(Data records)
## START
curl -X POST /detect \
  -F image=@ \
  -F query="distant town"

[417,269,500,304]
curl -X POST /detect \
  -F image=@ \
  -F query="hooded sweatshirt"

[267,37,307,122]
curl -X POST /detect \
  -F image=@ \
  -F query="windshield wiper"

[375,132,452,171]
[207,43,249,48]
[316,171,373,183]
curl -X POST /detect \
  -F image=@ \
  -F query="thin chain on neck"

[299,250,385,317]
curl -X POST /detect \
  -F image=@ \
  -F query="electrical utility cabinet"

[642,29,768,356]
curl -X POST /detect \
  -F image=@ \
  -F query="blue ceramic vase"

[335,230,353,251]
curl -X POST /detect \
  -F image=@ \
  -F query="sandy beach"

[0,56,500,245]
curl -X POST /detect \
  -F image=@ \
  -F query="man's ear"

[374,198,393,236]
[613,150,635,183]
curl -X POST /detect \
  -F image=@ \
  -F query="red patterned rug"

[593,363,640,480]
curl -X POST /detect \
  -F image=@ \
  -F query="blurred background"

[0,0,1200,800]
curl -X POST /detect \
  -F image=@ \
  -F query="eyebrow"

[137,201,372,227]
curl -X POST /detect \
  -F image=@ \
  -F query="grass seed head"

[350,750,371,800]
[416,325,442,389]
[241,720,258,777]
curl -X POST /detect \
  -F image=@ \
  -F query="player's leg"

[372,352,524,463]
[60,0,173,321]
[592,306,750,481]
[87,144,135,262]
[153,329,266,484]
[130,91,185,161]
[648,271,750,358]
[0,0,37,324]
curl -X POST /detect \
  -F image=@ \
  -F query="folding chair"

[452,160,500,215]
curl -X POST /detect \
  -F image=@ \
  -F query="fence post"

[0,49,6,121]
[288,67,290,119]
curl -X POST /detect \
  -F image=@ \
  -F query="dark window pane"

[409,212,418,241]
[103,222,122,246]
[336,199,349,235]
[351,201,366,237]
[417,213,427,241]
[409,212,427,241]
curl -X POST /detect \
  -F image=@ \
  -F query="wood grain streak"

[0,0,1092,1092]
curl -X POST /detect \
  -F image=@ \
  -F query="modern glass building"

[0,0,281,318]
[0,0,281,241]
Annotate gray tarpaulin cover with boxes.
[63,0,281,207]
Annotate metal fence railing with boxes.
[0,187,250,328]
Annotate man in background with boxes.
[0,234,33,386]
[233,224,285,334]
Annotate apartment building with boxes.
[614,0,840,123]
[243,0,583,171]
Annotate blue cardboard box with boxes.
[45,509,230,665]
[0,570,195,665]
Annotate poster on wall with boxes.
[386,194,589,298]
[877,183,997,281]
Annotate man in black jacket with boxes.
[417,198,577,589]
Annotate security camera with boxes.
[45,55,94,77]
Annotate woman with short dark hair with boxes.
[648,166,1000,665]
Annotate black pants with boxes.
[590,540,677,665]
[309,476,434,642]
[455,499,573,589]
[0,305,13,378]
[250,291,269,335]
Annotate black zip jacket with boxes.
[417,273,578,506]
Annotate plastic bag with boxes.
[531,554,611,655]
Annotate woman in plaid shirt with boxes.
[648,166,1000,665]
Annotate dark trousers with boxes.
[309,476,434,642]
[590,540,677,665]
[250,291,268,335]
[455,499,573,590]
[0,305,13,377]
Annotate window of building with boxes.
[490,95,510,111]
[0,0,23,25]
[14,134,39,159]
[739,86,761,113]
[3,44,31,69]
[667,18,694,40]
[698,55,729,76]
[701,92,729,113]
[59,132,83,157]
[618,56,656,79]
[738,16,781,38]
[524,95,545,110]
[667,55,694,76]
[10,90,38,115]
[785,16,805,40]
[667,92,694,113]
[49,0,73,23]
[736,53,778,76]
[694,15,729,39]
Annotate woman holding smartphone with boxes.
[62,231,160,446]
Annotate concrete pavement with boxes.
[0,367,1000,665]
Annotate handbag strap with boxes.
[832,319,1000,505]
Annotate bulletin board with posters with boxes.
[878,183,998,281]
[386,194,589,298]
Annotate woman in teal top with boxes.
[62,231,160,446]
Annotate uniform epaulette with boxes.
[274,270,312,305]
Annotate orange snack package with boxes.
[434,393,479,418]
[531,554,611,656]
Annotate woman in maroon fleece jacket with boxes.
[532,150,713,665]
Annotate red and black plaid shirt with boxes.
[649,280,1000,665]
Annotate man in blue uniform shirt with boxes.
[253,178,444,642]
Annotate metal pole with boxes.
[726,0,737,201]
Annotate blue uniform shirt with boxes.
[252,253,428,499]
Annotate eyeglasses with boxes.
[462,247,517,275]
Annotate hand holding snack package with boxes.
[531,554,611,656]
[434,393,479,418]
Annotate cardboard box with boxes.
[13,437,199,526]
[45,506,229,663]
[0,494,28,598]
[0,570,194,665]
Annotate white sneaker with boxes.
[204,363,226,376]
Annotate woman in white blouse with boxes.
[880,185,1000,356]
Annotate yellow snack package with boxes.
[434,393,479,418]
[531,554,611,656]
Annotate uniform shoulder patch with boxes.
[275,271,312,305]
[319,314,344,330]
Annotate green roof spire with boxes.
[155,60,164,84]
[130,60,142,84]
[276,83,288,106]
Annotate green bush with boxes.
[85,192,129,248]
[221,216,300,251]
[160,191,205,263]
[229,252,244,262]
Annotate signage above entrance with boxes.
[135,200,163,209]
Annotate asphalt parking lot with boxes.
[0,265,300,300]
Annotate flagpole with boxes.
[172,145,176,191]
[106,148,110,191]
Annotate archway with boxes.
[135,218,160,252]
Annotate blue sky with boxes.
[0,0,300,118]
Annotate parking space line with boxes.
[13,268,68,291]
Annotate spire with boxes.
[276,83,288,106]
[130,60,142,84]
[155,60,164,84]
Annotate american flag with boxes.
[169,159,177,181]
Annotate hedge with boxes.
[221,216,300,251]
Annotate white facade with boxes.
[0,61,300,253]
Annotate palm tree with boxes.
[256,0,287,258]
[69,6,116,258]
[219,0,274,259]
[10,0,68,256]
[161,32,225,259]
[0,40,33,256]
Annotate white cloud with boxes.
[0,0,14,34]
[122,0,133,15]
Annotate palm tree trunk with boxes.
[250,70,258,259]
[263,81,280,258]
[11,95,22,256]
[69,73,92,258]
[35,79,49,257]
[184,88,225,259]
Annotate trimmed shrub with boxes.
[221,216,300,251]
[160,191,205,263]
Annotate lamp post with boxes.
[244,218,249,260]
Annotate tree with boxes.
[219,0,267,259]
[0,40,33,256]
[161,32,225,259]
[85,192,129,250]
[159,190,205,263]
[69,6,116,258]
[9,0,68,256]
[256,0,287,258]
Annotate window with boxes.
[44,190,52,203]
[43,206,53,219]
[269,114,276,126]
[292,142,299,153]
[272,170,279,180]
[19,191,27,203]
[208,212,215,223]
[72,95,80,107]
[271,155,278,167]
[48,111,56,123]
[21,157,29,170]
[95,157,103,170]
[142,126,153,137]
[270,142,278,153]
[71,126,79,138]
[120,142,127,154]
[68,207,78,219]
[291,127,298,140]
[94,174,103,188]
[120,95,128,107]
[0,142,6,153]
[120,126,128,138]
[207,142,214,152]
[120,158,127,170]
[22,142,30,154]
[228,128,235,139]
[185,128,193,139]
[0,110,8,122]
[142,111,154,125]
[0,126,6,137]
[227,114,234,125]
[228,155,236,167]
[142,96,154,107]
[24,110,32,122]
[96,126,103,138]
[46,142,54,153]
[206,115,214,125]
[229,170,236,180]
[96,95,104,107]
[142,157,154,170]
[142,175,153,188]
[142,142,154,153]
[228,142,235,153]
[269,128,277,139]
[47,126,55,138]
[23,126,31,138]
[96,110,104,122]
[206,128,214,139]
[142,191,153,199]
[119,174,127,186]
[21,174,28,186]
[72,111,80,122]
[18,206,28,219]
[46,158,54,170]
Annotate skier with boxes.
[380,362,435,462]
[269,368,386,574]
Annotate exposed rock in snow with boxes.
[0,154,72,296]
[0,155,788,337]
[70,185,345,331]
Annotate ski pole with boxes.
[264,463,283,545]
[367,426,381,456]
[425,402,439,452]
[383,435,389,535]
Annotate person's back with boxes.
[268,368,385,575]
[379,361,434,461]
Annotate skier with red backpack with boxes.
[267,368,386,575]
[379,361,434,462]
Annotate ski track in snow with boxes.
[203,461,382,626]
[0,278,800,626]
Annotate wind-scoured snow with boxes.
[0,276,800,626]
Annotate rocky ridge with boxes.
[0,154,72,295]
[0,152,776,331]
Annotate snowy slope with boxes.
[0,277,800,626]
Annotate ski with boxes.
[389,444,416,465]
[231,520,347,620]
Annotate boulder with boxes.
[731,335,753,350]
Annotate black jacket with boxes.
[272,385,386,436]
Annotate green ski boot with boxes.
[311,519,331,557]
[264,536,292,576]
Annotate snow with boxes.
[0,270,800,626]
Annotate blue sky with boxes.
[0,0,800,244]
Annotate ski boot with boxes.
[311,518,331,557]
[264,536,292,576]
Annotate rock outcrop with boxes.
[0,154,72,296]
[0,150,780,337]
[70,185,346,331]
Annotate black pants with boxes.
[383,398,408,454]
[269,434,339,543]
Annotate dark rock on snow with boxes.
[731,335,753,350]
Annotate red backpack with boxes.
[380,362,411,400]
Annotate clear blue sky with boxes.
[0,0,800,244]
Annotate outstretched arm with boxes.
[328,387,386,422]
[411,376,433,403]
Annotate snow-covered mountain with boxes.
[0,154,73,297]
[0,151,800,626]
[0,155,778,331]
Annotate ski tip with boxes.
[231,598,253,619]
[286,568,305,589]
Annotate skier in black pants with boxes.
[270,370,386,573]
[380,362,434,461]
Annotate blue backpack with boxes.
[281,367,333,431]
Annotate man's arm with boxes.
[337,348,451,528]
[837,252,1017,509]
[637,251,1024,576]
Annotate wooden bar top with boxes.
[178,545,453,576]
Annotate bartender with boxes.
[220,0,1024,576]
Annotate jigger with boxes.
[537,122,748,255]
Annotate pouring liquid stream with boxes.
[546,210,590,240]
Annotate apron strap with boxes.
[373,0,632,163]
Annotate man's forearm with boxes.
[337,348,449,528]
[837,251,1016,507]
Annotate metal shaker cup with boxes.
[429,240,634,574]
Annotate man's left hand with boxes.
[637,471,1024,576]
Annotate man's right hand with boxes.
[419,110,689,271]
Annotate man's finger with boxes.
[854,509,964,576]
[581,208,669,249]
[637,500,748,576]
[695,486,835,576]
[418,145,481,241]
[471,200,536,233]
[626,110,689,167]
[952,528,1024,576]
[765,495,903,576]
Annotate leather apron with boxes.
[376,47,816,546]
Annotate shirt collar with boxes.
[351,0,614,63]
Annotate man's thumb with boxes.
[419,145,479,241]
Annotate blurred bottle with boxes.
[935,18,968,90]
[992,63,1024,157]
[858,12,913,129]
## END
**Job:** Starting with the line that contains "Annotate man's finger with boxes." and going on through the end of the listing, write those lines out again with "leather apron" replaced by "canvas apron" and everything else unchanged.

**Task answer:**
Annotate man's finger with boxes.
[854,509,964,576]
[581,208,669,249]
[637,500,748,576]
[695,486,835,576]
[418,145,481,241]
[471,200,536,233]
[626,110,689,167]
[952,528,1024,576]
[765,495,903,576]
Annotate canvas apron with boxes.
[376,47,816,546]
Annotate shirt collar with boxes.
[351,0,614,63]
Annotate man's thumb with boxes.
[419,145,479,241]
Annotate blurred bottle with boxes.
[935,18,968,90]
[992,63,1024,157]
[858,12,913,129]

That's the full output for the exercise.